WORK INSTRUCTION →
Range to copy from the entries below: the line containing "Provide the mask of every instance of the embroidered" through the line containing "Provide the mask of every instance of the dark", inclusive. Retype only those lines, exactly, without any images.

GIVEN RECORDS →
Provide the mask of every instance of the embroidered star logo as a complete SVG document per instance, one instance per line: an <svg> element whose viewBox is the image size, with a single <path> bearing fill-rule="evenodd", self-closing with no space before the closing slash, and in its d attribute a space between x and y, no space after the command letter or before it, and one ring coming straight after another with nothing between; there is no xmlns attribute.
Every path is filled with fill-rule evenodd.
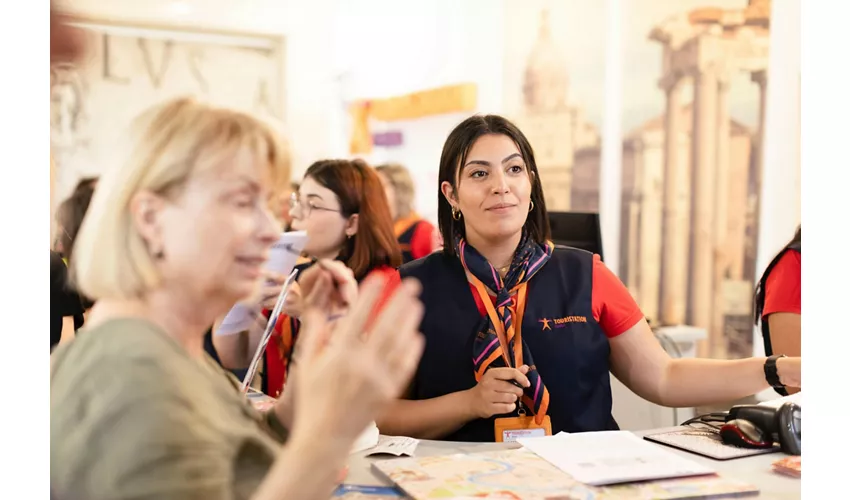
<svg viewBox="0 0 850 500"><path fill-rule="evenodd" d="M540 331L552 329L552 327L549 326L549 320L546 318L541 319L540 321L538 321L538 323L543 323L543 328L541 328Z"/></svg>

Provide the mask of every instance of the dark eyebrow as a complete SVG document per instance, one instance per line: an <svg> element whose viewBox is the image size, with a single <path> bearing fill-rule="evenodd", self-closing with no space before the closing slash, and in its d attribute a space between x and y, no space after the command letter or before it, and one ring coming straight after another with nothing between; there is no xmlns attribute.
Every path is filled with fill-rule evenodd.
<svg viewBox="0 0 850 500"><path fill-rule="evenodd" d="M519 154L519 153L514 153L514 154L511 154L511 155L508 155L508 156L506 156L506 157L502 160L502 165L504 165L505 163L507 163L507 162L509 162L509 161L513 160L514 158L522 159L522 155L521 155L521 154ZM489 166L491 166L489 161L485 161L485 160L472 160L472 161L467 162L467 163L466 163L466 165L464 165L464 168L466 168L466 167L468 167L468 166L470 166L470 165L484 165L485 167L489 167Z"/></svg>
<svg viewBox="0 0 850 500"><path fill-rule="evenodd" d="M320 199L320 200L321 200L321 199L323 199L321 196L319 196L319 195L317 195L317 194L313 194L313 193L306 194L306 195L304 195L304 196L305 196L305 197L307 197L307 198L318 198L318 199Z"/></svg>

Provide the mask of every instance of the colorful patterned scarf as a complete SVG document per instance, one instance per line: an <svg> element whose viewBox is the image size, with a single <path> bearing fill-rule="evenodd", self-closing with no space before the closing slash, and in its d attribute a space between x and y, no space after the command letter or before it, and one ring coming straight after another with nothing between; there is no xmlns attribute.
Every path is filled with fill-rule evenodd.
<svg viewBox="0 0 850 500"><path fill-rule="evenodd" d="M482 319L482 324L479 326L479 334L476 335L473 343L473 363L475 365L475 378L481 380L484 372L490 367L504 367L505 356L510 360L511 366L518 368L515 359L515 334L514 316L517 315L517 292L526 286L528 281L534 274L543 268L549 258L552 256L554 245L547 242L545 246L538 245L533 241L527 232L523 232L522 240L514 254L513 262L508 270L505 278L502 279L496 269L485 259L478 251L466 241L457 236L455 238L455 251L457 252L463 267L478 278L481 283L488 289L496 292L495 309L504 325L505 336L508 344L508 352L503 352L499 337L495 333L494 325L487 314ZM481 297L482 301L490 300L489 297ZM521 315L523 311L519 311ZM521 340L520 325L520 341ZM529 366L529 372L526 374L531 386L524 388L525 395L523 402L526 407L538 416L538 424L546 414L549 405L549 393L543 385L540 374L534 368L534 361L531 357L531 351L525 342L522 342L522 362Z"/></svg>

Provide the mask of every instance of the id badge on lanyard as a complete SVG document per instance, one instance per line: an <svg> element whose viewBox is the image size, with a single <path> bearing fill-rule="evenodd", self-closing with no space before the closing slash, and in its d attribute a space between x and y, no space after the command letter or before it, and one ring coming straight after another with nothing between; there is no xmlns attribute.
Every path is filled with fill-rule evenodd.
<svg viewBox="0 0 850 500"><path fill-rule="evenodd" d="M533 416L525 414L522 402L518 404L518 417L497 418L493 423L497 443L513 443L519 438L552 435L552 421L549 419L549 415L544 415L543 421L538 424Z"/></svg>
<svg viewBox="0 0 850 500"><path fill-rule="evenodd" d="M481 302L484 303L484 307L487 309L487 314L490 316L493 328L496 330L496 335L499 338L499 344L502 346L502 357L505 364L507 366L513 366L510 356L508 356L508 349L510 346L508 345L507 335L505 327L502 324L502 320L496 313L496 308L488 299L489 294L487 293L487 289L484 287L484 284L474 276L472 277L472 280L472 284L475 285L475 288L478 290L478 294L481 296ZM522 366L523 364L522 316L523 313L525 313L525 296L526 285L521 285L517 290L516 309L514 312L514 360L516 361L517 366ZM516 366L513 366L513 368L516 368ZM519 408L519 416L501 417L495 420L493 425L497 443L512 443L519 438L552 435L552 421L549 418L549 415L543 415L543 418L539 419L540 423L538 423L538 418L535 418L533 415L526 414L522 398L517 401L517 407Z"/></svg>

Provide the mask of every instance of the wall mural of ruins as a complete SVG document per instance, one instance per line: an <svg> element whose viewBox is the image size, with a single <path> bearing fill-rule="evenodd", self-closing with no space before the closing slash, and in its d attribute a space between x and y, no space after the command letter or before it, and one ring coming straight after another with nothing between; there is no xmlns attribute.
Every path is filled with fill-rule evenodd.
==
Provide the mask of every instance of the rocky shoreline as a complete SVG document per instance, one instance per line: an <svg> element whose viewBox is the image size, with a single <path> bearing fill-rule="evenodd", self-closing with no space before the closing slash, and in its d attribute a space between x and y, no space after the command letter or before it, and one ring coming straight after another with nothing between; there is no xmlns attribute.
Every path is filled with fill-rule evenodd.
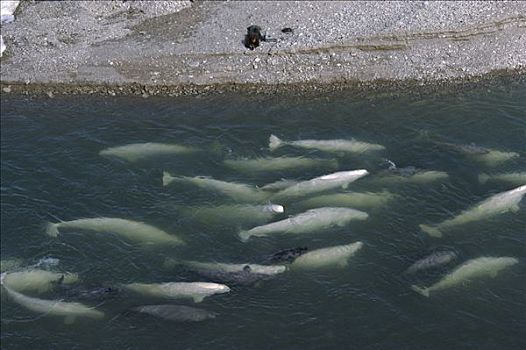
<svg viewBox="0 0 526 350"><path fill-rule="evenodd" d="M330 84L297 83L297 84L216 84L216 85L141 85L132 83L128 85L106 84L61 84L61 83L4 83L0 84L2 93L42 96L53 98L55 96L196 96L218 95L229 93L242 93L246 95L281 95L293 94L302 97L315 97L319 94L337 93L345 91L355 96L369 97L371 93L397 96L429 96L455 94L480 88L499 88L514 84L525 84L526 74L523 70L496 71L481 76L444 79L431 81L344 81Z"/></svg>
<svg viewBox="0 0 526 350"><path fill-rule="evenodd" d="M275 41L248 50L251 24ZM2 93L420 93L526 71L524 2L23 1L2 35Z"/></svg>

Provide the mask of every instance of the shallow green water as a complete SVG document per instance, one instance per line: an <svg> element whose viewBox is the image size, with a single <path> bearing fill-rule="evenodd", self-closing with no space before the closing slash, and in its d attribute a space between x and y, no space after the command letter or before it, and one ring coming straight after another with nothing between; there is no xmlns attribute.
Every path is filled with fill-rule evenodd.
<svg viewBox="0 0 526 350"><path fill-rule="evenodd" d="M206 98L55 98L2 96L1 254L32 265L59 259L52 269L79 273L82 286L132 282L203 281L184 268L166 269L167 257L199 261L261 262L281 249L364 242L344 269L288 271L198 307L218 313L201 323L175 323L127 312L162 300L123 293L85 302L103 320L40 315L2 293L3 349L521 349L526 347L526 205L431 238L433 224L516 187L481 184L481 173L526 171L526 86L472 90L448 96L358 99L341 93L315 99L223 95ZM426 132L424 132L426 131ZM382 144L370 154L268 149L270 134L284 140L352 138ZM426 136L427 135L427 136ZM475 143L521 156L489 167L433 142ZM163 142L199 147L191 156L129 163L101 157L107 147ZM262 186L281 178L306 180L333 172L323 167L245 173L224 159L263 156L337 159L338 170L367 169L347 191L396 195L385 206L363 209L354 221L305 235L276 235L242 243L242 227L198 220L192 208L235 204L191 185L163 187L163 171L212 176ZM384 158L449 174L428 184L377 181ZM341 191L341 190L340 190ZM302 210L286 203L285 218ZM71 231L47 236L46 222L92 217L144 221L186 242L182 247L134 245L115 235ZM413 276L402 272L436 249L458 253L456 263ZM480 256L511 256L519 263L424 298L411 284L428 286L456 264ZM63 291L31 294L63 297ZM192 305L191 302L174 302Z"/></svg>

SOLUTION TO THE PROBLEM →
Provide the mask of every instance of the embroidered star logo as a complete SVG document per instance, one instance per line: an <svg> element whose viewBox is the image size, with a single <path> bearing fill-rule="evenodd", self-closing with no space before the closing slash, and in its d attribute a space between x and y, no space after the command letter or before it, and one ring coming straight after another with nothing between; there is no xmlns attribute.
Every path is filled with fill-rule evenodd.
<svg viewBox="0 0 850 500"><path fill-rule="evenodd" d="M540 331L552 329L552 327L549 326L549 320L546 318L541 319L540 321L538 321L538 323L543 323L543 328L541 328Z"/></svg>

Provide the mask of every instance of the dark eyebrow as a complete SVG document per instance, one instance per line: an <svg> element whose viewBox is the image size, with a single <path> bearing fill-rule="evenodd", self-closing with no space before the closing slash, and in its d attribute a space between x and y, no space after the command letter or before it, and one ring coming straight after another with nothing between; there is no xmlns attribute.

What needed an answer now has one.